*Dataset records:*
==*==

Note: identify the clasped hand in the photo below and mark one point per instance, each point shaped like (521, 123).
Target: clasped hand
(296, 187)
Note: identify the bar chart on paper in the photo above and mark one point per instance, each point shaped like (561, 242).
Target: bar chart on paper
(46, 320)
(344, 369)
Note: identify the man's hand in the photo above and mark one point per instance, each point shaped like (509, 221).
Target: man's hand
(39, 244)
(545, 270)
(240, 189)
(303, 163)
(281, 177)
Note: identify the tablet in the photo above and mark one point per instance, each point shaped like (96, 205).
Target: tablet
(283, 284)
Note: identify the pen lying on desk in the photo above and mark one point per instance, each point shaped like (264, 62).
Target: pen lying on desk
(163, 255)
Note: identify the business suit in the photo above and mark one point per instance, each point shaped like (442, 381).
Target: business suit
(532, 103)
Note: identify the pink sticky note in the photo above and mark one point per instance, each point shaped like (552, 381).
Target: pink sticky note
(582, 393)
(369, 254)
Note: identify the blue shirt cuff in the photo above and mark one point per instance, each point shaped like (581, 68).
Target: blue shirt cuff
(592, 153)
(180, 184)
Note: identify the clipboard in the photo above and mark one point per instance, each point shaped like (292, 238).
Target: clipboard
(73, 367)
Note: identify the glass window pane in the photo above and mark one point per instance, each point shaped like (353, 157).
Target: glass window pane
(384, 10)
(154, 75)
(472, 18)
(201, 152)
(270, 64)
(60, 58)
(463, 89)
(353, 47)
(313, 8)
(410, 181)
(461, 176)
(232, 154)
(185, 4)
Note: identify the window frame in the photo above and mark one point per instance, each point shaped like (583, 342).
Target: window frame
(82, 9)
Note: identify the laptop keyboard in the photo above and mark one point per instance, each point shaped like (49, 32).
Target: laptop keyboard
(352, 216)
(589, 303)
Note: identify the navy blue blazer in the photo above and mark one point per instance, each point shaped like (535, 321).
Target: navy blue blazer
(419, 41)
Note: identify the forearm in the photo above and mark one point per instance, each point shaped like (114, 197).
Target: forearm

==*==

*Problem requirements:* Transcribe the material above in its entirety. Match it exactly.

*Task result:*
Note: identify the clasped hand in the photo below and mark one point per instance, each point shaped like (521, 123).
Target: clasped hand
(296, 187)
Note: identify the bar chart on paper in the photo above and mark one point per instance, each point shaped like (561, 242).
Target: bar chart on paper
(46, 320)
(344, 369)
Note: identify the man's hand in the photo above and mark one point per instance, each point shaped like (509, 221).
Target: man's hand
(39, 244)
(545, 270)
(240, 189)
(303, 163)
(281, 177)
Note: identify the tablet in the photo above and mark one point per instance, each point shaped like (96, 205).
Target: tablet
(283, 284)
Note: identify the pen lying on desk in the photo above and mark one point per instance, each point shaped like (264, 62).
Target: pen lying on desk
(163, 255)
Note: identify the business suit in the photo above and mark one point per instance, each point shaped like (442, 381).
Target: business suit
(532, 103)
Note: identify the pink sticky note in the photo above and mark one point per instance, each point shaped like (552, 381).
Target: pink sticky note
(582, 393)
(369, 254)
Note: identify the blue shirt cuff in the photo above and mark one point per instance, each point shaped like (581, 68).
Target: blue shirt cuff
(592, 153)
(180, 184)
Note: identify the clipboard in the photo above and mark one point per instance, each point shaped like (292, 238).
Target: clipboard
(73, 367)
Note: identify the glass window pane in the photo above and mark one point per instance, each point shaped like (353, 157).
Target: glass window pane
(384, 10)
(154, 75)
(472, 18)
(201, 152)
(270, 64)
(60, 58)
(463, 89)
(353, 47)
(313, 8)
(410, 181)
(461, 176)
(232, 154)
(185, 4)
Note: identify the window frame in the photo above and mark one point per instance, each point shaped like (583, 342).
Target: window frame
(82, 9)
Note: identify the laptop keyboard in the photo above and mark one point per instance, each point shaped like (49, 32).
Target: laptop keyboard
(352, 216)
(589, 303)
Note: identify the navy blue blazer in the photo above and mark one point per instance, each point shaped like (535, 321).
Target: navy blue blazer
(419, 41)
Note: identify the forearm in the photo above and mark one point per instance, each point shaped like (114, 197).
Target: forearm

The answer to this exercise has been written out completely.